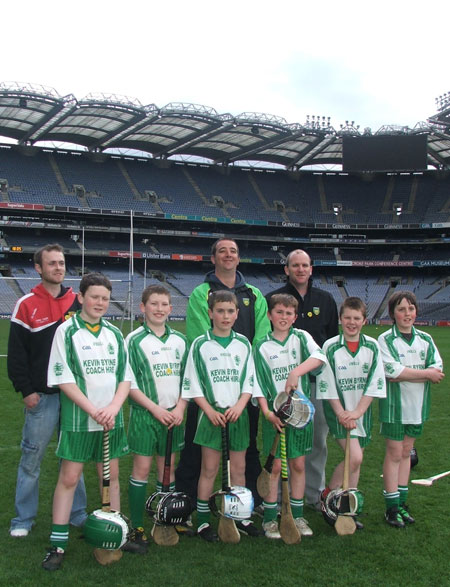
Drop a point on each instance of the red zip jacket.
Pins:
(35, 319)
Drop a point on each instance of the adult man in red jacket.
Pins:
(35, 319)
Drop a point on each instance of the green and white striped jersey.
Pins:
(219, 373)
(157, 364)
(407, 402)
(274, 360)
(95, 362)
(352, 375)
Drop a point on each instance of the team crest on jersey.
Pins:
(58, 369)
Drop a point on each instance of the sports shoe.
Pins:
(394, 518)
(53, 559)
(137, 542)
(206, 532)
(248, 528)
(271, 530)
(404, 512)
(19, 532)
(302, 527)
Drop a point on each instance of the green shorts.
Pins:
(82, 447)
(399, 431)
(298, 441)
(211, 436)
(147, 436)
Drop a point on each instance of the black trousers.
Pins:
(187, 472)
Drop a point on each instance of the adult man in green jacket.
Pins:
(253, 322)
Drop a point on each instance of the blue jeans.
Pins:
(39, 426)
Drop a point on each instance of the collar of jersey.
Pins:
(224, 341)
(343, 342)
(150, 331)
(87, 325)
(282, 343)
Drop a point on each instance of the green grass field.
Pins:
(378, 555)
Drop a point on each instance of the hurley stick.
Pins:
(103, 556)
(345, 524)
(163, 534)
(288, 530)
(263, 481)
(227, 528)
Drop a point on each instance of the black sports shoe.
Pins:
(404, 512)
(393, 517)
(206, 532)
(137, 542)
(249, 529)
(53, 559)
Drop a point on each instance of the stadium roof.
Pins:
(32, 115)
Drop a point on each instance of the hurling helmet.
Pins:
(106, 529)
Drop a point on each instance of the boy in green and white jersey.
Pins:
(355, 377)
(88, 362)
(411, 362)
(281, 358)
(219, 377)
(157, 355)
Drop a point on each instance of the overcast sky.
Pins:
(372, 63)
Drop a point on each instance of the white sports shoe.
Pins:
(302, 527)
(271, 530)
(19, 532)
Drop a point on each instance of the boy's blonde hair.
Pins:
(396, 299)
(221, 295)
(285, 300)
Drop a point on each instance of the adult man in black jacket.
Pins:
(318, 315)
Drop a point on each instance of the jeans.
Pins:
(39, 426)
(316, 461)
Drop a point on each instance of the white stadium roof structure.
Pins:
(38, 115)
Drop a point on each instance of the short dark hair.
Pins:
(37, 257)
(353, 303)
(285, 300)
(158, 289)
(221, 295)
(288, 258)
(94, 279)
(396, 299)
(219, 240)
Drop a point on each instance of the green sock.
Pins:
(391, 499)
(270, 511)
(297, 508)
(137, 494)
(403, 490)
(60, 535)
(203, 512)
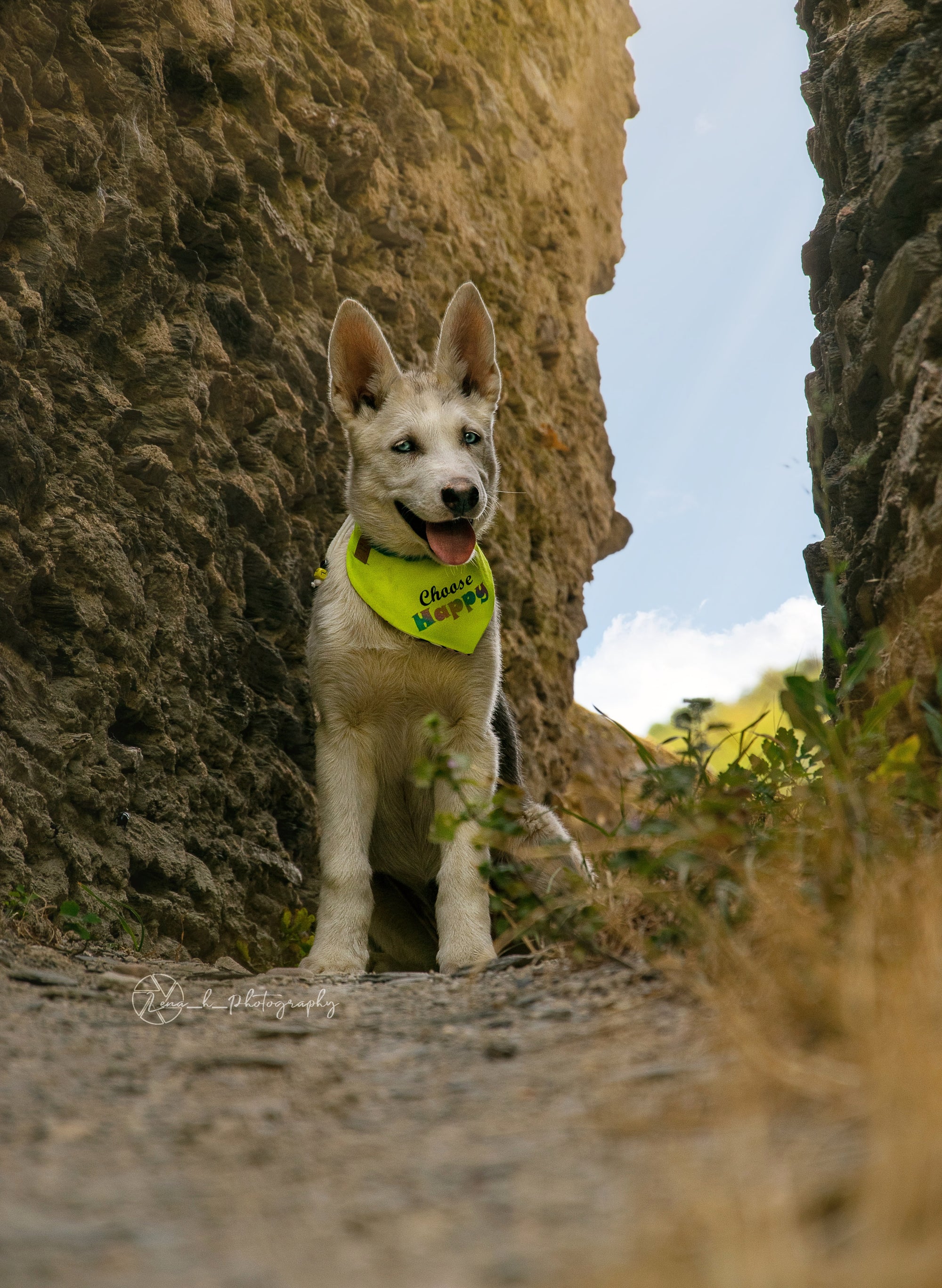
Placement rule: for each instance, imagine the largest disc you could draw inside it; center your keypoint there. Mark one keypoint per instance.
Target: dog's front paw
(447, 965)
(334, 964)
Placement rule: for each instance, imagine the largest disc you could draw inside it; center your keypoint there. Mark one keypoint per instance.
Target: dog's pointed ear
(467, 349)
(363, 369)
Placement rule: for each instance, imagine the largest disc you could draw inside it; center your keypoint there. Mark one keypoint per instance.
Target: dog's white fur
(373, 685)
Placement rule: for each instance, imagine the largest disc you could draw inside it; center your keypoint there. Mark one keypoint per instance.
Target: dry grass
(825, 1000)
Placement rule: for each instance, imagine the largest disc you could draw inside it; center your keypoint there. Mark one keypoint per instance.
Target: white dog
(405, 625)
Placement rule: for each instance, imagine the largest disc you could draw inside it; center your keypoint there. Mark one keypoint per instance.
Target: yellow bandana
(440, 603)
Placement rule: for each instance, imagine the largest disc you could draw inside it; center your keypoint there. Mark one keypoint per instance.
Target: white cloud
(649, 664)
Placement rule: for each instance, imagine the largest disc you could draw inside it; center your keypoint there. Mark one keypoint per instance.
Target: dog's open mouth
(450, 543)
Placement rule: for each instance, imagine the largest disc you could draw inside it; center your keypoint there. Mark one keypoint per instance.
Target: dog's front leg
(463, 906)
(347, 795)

┄┄┄┄┄┄

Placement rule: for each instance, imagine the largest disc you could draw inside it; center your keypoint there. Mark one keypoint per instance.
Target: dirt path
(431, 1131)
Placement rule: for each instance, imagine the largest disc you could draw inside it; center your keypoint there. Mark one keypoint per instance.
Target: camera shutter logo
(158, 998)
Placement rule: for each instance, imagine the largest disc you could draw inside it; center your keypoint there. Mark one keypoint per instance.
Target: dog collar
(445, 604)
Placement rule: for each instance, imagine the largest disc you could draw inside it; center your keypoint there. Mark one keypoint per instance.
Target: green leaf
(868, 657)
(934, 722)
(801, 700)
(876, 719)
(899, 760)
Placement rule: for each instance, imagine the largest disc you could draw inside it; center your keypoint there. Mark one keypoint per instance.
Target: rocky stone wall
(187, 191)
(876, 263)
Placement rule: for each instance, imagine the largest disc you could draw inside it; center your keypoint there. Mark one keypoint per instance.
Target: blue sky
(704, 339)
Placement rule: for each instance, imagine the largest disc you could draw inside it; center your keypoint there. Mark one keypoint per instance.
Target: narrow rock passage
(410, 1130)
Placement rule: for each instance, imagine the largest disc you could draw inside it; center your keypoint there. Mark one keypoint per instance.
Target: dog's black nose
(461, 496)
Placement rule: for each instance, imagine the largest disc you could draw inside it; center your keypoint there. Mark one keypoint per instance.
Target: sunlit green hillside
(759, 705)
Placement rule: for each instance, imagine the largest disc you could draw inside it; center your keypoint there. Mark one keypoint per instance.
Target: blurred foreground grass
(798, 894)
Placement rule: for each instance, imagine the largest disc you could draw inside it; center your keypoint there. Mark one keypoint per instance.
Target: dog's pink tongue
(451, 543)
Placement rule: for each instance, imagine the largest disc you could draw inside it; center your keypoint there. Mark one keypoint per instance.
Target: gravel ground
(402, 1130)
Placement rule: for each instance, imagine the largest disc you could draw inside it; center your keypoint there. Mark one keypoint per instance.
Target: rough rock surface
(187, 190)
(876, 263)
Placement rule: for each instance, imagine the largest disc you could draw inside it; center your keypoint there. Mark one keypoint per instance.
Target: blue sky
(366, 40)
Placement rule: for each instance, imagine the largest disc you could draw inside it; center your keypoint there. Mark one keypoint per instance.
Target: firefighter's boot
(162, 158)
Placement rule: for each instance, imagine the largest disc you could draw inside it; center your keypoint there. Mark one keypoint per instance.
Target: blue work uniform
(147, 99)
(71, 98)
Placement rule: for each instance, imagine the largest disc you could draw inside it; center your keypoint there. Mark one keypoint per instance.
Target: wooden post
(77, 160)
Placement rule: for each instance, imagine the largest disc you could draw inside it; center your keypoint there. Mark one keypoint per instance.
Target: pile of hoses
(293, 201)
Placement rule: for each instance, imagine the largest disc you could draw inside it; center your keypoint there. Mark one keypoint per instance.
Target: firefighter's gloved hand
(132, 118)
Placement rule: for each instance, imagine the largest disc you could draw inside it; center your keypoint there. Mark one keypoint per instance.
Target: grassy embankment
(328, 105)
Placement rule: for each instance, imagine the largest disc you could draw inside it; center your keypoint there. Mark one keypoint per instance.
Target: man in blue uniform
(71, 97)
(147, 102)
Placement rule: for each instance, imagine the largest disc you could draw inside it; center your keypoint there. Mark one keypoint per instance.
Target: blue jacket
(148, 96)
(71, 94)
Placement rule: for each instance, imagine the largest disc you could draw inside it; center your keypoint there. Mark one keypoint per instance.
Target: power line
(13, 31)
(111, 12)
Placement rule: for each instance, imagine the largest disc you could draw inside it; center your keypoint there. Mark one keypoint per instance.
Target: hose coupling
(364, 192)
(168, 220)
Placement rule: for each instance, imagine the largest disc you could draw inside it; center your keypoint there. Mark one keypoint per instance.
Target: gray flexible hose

┄┄┄┄┄┄

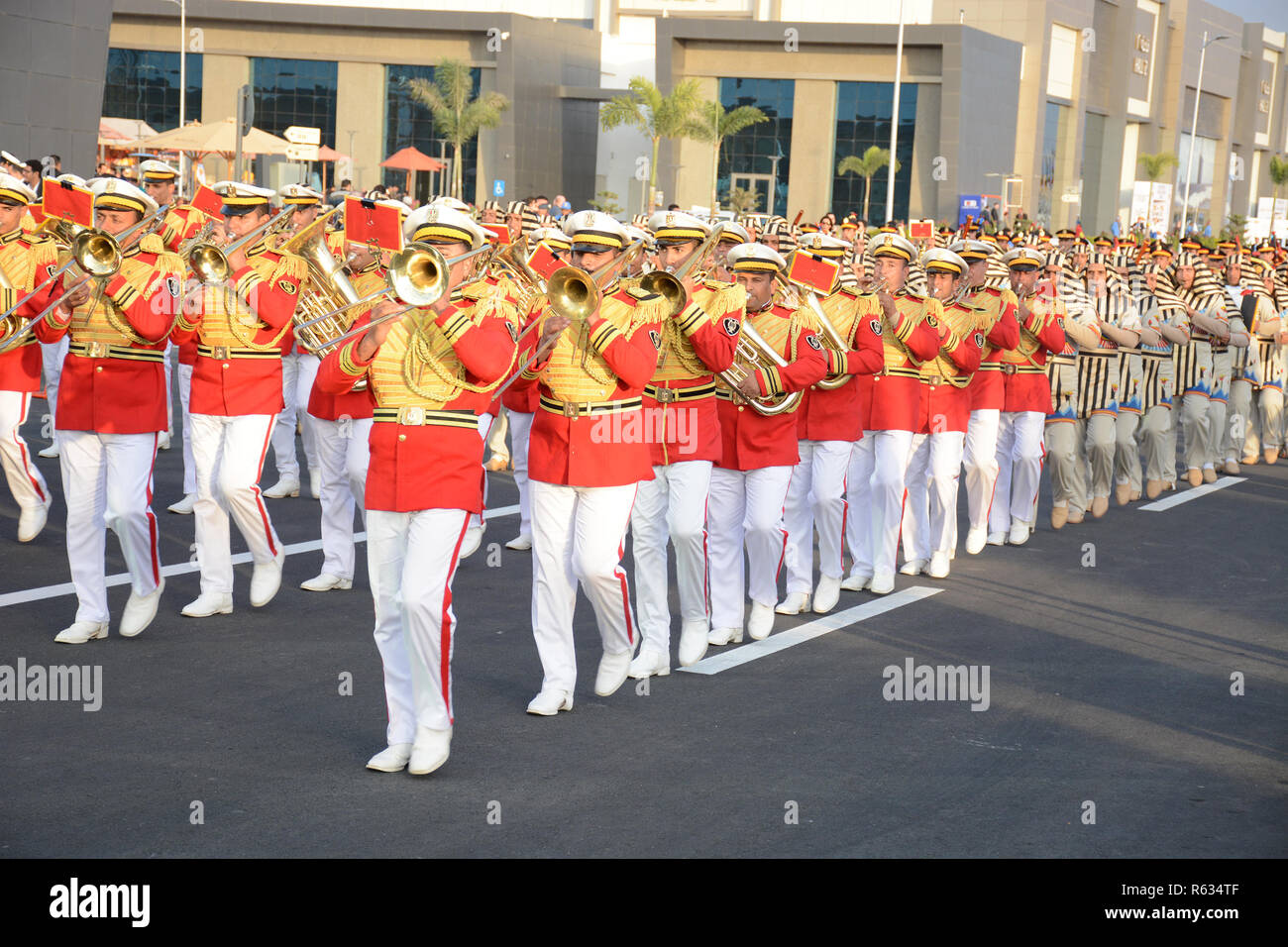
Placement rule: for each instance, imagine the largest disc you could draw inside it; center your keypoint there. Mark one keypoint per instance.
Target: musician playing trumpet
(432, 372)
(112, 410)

┄┄┄┄┄┄

# Aim
Extract from the material above every line that contains the word "adult", copying each such line in full.

# Completed exercise
Drop a point on each instance of the adult man in red jacket.
Drop a point on each instance of the adult man in green jacket.
Drop a point on each instance of the adult man in black jacket.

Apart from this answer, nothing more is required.